**TASK OBJECTIVE:**
Copy the stretch of the listing below from the line containing "Can you find the green jacket" through the end of the listing, reproducing each line unchanged.

Rows from a pointing dataset
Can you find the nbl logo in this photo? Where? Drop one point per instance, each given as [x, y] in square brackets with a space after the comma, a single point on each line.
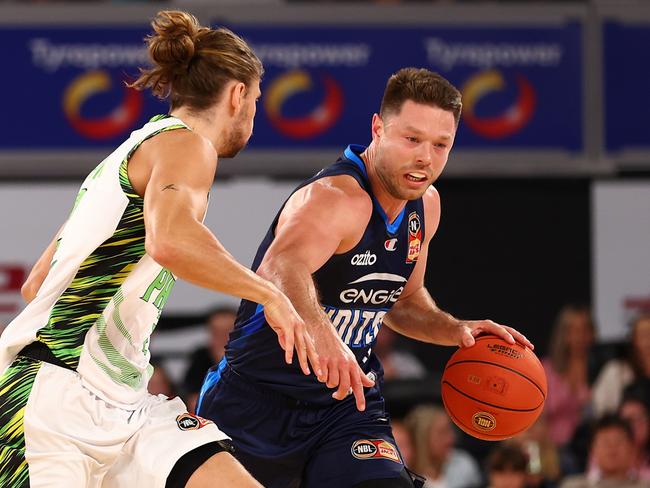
[187, 421]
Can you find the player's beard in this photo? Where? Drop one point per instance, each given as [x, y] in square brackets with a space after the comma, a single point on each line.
[391, 183]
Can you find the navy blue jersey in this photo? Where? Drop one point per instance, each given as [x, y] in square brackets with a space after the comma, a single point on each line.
[356, 290]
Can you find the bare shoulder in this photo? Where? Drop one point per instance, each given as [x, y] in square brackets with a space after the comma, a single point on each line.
[182, 144]
[340, 195]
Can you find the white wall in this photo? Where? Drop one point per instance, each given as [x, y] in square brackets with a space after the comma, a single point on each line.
[621, 254]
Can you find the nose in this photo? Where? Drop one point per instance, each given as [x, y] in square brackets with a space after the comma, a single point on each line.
[425, 157]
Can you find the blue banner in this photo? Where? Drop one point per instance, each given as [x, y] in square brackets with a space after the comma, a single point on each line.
[522, 86]
[64, 87]
[627, 78]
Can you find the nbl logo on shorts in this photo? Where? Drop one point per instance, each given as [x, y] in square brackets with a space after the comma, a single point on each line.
[375, 449]
[187, 421]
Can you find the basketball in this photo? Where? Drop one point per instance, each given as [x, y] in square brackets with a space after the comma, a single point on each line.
[493, 390]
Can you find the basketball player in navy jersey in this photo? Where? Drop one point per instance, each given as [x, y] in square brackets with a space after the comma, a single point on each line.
[349, 248]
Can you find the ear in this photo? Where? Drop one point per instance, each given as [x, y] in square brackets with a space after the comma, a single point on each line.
[237, 95]
[377, 127]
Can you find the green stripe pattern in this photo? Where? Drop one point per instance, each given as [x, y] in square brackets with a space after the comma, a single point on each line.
[15, 387]
[99, 276]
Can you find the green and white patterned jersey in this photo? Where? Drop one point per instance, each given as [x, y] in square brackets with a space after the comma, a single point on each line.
[103, 295]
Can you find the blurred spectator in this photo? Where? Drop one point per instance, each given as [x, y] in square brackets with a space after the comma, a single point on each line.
[435, 455]
[634, 409]
[507, 467]
[398, 364]
[220, 322]
[567, 372]
[613, 454]
[160, 382]
[619, 373]
[404, 442]
[543, 456]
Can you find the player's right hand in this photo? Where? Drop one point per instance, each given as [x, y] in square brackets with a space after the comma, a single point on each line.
[339, 366]
[290, 328]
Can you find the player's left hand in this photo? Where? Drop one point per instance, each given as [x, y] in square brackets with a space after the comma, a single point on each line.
[469, 329]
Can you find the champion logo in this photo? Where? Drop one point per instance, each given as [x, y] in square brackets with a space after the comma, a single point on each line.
[390, 244]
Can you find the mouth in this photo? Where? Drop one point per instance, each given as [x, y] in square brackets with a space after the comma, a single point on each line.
[416, 177]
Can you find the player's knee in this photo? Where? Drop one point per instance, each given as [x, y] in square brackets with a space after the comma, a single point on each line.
[405, 480]
[190, 462]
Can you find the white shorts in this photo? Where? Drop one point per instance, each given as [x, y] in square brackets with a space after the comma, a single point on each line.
[72, 438]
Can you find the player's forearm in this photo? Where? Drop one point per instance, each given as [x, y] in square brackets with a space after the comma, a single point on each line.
[418, 317]
[195, 255]
[295, 281]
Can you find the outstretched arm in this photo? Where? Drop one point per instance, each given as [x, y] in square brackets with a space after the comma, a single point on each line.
[416, 314]
[325, 218]
[175, 200]
[39, 272]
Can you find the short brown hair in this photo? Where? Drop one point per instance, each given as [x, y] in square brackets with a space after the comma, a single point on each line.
[420, 86]
[192, 63]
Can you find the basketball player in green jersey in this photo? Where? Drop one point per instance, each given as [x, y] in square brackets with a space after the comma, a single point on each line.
[74, 365]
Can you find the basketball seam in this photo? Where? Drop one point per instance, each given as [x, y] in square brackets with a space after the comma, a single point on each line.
[473, 432]
[499, 366]
[491, 404]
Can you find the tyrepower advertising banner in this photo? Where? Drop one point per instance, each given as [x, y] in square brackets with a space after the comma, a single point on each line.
[627, 77]
[522, 86]
[64, 87]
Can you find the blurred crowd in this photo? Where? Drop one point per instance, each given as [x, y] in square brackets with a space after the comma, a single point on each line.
[594, 431]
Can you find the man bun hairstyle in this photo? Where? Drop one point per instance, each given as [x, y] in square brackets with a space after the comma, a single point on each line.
[191, 64]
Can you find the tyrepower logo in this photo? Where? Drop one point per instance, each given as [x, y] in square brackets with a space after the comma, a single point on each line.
[374, 295]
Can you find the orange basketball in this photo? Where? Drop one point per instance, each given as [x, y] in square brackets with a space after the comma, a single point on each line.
[493, 390]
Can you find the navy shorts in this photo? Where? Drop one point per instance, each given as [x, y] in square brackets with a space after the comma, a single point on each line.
[286, 444]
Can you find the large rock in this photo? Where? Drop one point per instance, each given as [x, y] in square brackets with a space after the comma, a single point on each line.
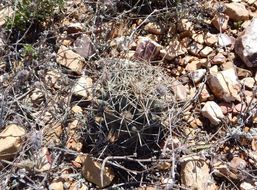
[70, 59]
[246, 45]
[94, 172]
[224, 85]
[195, 174]
[213, 112]
[236, 11]
[11, 139]
[173, 50]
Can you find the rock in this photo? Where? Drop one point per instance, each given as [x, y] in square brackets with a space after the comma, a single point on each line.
[220, 22]
[147, 49]
[206, 51]
[58, 185]
[197, 75]
[195, 48]
[243, 72]
[238, 163]
[44, 160]
[213, 112]
[224, 85]
[174, 49]
[221, 169]
[210, 39]
[236, 11]
[205, 94]
[83, 87]
[52, 79]
[70, 59]
[84, 46]
[249, 82]
[154, 28]
[37, 95]
[198, 37]
[184, 25]
[195, 174]
[74, 28]
[92, 171]
[225, 107]
[11, 139]
[246, 45]
[219, 59]
[52, 134]
[4, 13]
[247, 186]
[179, 90]
[224, 40]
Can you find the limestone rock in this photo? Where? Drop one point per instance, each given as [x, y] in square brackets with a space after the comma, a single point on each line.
[220, 21]
[246, 45]
[83, 87]
[195, 174]
[147, 49]
[173, 50]
[70, 59]
[236, 11]
[154, 28]
[179, 90]
[11, 141]
[213, 112]
[224, 85]
[84, 46]
[197, 75]
[91, 171]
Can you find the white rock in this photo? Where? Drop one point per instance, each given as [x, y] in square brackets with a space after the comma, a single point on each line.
[83, 87]
[236, 11]
[173, 50]
[70, 59]
[92, 171]
[224, 40]
[225, 85]
[195, 174]
[11, 139]
[248, 82]
[213, 112]
[246, 45]
[197, 75]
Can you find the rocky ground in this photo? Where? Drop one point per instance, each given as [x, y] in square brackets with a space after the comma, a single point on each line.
[130, 95]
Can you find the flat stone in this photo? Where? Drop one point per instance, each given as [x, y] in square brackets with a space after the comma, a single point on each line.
[220, 21]
[173, 50]
[83, 87]
[236, 11]
[154, 28]
[213, 112]
[197, 75]
[206, 51]
[195, 174]
[224, 85]
[246, 45]
[84, 46]
[219, 59]
[249, 82]
[225, 40]
[92, 171]
[70, 59]
[11, 139]
[147, 49]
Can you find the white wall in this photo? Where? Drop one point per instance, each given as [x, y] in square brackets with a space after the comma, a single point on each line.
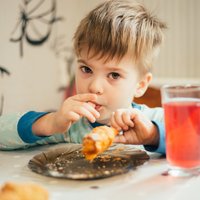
[36, 77]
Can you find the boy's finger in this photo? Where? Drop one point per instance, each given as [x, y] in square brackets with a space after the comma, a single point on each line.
[85, 97]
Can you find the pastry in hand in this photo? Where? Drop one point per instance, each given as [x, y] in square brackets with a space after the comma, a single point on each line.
[98, 141]
[19, 191]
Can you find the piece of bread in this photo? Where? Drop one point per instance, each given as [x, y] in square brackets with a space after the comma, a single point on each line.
[98, 141]
[25, 191]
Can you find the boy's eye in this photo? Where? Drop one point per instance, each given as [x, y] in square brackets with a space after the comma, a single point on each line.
[114, 75]
[86, 70]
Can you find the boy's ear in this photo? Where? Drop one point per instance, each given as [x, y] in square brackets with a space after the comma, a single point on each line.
[143, 85]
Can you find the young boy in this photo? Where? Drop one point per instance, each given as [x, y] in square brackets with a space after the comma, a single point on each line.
[115, 45]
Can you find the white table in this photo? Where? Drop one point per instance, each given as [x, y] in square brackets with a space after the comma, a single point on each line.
[146, 182]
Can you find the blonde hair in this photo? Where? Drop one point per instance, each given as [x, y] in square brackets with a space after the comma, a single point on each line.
[118, 27]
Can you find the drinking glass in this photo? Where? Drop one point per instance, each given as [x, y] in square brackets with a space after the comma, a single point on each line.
[182, 123]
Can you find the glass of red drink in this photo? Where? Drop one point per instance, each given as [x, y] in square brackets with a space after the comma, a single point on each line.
[182, 123]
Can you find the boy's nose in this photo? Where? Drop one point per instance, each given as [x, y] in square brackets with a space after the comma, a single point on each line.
[96, 87]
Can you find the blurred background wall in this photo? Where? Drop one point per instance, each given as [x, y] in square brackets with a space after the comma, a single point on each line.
[36, 57]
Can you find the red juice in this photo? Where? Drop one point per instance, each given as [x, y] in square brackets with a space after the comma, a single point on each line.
[182, 122]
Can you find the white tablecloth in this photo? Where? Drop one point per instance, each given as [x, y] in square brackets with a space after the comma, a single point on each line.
[146, 182]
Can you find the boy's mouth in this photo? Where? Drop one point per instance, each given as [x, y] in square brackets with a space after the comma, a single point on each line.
[97, 106]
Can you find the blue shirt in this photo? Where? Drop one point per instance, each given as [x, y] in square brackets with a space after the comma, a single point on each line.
[82, 127]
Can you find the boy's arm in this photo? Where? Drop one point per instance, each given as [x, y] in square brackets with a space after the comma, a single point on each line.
[16, 131]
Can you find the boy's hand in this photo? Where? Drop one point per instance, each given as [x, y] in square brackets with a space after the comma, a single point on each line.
[74, 108]
[137, 128]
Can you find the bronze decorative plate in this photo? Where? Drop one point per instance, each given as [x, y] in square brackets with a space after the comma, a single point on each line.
[70, 163]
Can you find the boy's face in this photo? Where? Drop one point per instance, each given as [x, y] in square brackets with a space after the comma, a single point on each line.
[115, 82]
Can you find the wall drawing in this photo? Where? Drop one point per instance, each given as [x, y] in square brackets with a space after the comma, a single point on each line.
[30, 16]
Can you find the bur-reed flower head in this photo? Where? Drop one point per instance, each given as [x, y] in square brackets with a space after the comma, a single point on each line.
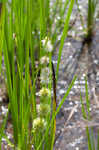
[44, 60]
[44, 92]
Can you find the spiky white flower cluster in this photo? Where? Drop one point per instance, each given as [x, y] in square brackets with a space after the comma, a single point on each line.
[44, 92]
[43, 109]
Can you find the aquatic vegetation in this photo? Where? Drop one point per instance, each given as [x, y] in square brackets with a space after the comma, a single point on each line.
[27, 37]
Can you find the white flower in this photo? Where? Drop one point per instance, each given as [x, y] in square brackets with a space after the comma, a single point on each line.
[39, 124]
[44, 60]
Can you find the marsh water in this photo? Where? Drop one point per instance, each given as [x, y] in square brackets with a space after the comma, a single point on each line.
[70, 125]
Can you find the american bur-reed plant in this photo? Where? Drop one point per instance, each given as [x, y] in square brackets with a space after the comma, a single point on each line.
[25, 40]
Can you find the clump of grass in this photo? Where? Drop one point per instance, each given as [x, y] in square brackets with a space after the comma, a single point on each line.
[25, 35]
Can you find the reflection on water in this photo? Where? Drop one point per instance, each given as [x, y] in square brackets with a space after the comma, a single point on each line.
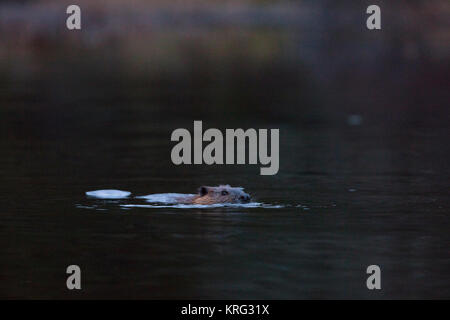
[364, 158]
[344, 199]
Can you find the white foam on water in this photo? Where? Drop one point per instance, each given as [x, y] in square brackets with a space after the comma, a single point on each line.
[108, 194]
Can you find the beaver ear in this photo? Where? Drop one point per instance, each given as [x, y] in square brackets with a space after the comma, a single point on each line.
[203, 190]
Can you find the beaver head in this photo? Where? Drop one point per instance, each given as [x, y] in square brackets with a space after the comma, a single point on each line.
[221, 194]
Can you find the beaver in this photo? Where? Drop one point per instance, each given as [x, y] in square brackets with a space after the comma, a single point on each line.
[213, 195]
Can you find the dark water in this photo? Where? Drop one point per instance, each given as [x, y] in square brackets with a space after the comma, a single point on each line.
[369, 194]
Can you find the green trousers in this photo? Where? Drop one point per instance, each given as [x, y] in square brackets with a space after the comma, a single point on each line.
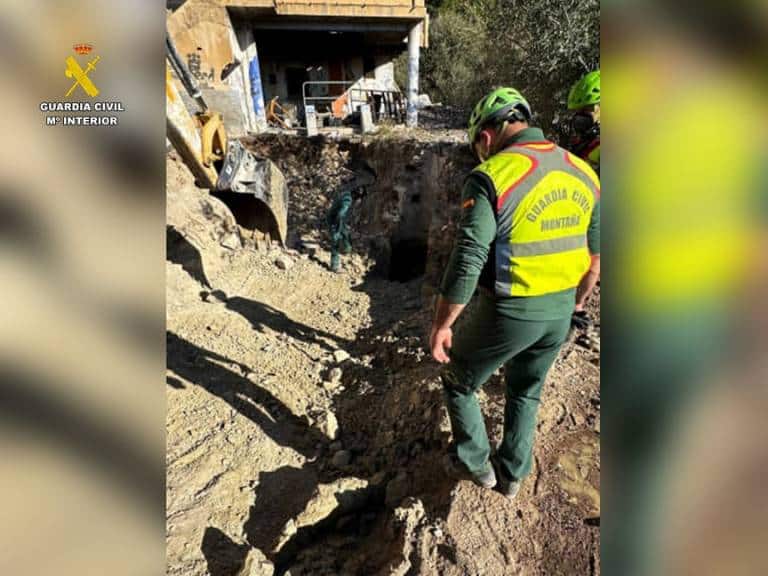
[527, 350]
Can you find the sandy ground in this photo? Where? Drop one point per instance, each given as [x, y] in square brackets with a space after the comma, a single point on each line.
[305, 428]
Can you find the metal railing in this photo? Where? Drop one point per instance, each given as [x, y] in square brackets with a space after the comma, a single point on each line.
[384, 103]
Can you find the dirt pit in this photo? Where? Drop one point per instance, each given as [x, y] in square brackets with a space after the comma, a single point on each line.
[305, 417]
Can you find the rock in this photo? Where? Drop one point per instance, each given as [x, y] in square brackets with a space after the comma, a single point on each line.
[330, 425]
[397, 489]
[290, 528]
[256, 564]
[231, 241]
[340, 356]
[283, 262]
[329, 386]
[341, 458]
[344, 496]
[336, 446]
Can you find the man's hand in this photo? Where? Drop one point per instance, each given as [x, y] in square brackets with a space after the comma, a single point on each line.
[440, 341]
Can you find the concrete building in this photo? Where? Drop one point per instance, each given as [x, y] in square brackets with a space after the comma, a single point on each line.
[243, 53]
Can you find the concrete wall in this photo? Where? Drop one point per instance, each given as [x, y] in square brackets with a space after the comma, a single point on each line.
[211, 44]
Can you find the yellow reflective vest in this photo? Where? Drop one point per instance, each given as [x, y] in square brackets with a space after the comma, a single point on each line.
[544, 197]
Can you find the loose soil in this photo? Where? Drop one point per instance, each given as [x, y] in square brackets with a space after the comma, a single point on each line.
[305, 423]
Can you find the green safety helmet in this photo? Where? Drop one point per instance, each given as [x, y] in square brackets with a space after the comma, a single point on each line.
[586, 92]
[501, 104]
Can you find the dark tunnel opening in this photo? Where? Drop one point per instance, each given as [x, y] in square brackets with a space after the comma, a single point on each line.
[408, 259]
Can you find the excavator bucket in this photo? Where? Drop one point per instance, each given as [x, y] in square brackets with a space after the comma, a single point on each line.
[245, 174]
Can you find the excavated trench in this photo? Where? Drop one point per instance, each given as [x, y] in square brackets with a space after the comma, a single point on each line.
[402, 221]
[388, 508]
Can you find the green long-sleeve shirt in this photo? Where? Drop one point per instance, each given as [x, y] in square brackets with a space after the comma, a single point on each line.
[474, 238]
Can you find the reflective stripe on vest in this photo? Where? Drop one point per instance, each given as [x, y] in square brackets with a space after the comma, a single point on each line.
[544, 202]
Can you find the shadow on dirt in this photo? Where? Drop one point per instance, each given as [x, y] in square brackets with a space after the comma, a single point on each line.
[204, 368]
[223, 556]
[262, 315]
[180, 251]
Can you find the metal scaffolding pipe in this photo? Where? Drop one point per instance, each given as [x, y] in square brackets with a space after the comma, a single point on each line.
[414, 40]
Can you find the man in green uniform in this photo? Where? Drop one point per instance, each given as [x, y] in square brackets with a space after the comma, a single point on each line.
[338, 227]
[529, 222]
[584, 103]
[337, 216]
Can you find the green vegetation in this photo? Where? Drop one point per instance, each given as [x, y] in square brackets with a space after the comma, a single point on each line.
[541, 47]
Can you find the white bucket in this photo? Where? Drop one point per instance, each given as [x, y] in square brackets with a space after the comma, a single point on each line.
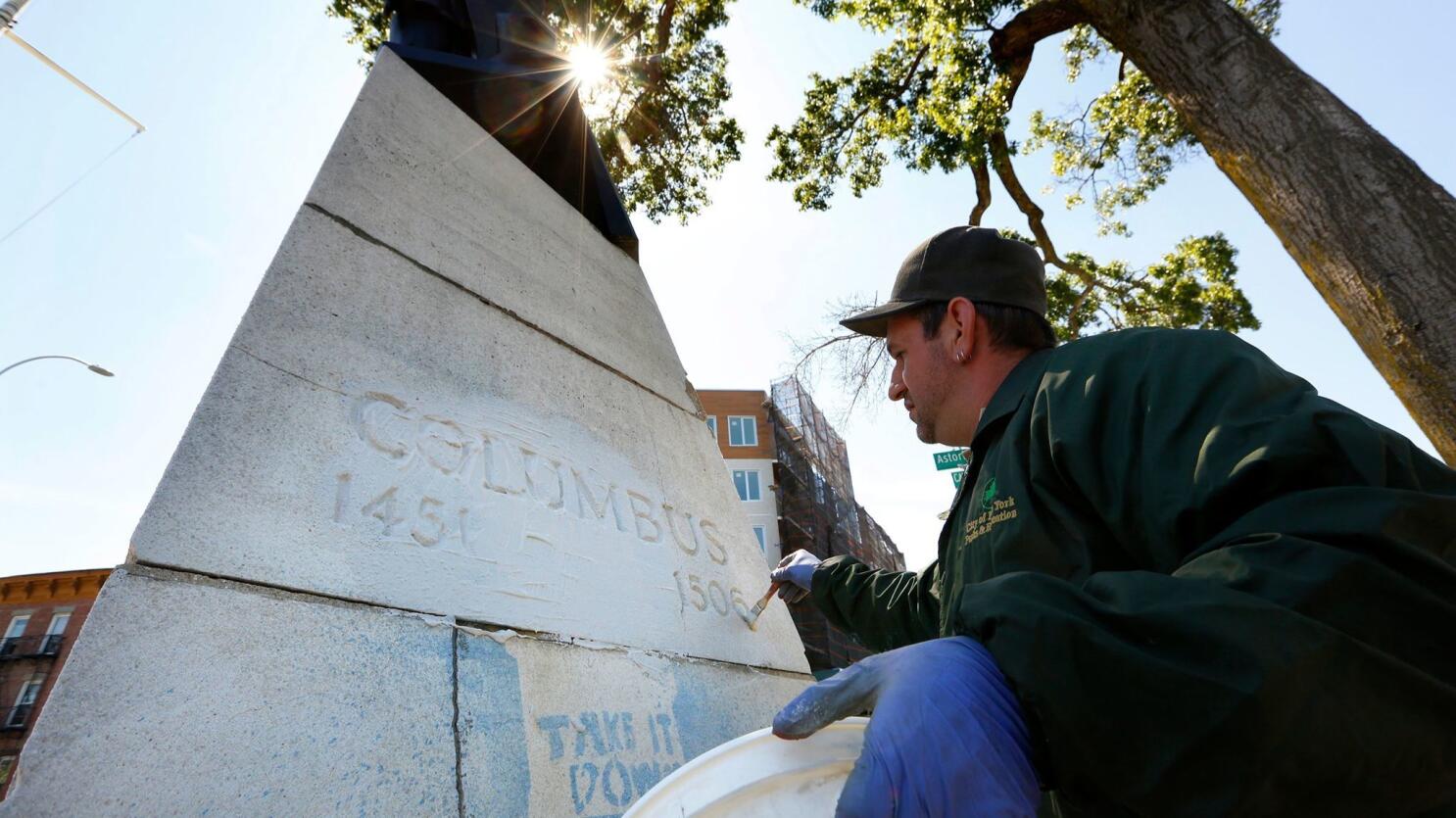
[760, 775]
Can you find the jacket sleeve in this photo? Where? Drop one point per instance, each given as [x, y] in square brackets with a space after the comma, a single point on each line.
[1290, 650]
[881, 608]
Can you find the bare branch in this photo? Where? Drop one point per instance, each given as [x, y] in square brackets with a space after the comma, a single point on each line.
[1015, 41]
[983, 191]
[1000, 158]
[904, 83]
[1073, 319]
[859, 362]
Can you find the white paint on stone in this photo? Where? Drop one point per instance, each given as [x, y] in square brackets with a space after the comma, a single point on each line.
[554, 730]
[194, 696]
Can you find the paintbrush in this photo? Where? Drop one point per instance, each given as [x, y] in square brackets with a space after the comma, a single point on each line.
[757, 608]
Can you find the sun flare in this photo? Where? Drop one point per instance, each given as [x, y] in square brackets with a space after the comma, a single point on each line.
[589, 66]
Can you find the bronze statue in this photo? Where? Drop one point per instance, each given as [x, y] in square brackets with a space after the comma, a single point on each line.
[497, 60]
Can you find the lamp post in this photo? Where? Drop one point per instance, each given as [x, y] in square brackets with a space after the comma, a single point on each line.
[92, 367]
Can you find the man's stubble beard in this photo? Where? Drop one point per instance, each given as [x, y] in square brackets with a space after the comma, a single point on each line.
[934, 392]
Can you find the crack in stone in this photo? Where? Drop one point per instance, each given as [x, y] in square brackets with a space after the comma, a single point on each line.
[455, 719]
[365, 236]
[255, 357]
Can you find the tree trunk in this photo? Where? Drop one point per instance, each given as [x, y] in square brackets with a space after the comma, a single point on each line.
[1374, 233]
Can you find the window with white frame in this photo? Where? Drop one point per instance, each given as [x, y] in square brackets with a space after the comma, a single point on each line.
[743, 430]
[25, 703]
[54, 634]
[59, 623]
[17, 626]
[12, 634]
[748, 484]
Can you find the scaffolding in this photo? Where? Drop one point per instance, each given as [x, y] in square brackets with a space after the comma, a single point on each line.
[817, 511]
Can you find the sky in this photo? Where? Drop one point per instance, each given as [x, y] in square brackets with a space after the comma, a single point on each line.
[147, 265]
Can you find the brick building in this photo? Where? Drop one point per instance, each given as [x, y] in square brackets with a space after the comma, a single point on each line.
[791, 470]
[41, 614]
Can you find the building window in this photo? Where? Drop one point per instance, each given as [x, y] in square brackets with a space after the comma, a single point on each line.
[743, 430]
[54, 634]
[24, 703]
[748, 484]
[12, 634]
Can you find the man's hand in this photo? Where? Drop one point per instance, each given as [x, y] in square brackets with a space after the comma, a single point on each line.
[946, 736]
[796, 574]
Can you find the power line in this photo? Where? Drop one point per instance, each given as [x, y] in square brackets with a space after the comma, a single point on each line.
[57, 197]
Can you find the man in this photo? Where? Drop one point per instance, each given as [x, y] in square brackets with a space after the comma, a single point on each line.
[1175, 581]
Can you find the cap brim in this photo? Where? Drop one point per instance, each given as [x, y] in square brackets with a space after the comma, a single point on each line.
[875, 322]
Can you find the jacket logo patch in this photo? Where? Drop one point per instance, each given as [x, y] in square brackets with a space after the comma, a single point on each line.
[994, 512]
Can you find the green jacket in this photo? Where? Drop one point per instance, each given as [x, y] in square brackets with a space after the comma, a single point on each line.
[1213, 591]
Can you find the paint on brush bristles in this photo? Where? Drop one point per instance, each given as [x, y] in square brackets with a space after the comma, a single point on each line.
[757, 608]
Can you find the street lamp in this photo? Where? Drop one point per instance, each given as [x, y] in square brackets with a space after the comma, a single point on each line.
[92, 367]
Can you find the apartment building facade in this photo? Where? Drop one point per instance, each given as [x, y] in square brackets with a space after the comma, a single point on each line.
[41, 614]
[791, 472]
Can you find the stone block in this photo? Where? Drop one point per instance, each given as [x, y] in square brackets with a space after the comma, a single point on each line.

**WRITTEN SOLUTION:**
Can you find the green jacket in this photo? Where? Drop one point per instance, each given as [x, y] in square brackets with a space after the comma, a single point on each line.
[1213, 591]
Can you find the paint on brush bristles in this photo? Where? Drop one point per instance, each given as [x, y] in square brackets with a space after the comma, a single point on each line.
[757, 608]
Can you find the street lamp in this photo? Where? Drop one point per instance, each given as [x, y] in square brackets with a space after the comma, a single point on each line.
[92, 367]
Can you find the apartment building facade in this photo? Where? Drop one point per instance, each given as [x, y] in square brackets with a space after the comma, a single point on each line.
[41, 614]
[791, 472]
Can you find the stone block in this photo? Where? Drop one point per instance, each given as [x, y] in square brackets with a space after the comma, a single point on each line.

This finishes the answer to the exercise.